Look through the material below, count the lines containing the word "concrete", and state only the count.
=== Dataset excerpts ===
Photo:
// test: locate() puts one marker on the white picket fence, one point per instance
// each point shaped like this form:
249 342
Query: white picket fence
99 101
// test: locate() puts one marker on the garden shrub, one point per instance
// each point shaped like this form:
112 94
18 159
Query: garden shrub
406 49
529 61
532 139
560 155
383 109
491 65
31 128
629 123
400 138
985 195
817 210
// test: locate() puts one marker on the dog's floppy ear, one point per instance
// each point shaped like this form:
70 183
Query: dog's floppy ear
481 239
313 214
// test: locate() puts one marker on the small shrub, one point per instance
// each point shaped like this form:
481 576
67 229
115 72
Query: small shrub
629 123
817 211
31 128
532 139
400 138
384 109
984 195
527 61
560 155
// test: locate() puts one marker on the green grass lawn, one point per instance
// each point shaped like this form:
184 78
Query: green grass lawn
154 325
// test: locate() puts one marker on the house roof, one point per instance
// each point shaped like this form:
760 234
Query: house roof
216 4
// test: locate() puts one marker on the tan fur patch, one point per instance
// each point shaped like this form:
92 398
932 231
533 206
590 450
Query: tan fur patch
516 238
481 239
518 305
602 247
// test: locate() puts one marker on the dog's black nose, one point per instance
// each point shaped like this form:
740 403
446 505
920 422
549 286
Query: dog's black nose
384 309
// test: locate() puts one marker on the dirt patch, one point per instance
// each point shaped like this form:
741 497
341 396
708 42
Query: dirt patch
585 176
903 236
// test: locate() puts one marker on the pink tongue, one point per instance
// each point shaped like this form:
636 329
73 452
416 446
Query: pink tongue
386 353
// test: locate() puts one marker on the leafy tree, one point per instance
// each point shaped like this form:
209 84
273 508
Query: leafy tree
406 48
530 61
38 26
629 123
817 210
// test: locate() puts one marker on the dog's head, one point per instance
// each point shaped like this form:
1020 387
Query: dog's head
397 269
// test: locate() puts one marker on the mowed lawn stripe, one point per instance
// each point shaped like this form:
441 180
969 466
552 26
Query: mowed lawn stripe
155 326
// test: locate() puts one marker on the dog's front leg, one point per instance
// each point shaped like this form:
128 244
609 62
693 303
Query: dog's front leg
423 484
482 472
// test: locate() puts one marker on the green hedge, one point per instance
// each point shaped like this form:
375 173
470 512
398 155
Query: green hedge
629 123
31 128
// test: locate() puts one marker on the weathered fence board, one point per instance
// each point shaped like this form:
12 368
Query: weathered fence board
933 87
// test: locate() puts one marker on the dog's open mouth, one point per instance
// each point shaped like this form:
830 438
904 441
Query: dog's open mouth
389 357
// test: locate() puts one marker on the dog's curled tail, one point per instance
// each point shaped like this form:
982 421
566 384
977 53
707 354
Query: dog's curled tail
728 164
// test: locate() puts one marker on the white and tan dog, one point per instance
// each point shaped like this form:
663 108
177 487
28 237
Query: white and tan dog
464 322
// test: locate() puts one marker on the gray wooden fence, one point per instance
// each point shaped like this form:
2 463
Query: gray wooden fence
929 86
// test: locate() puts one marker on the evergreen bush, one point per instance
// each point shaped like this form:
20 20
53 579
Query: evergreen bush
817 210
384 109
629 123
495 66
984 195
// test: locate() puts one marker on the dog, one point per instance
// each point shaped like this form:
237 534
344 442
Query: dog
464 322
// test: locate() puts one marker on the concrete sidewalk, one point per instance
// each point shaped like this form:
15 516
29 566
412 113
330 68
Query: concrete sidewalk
===
§ Output
2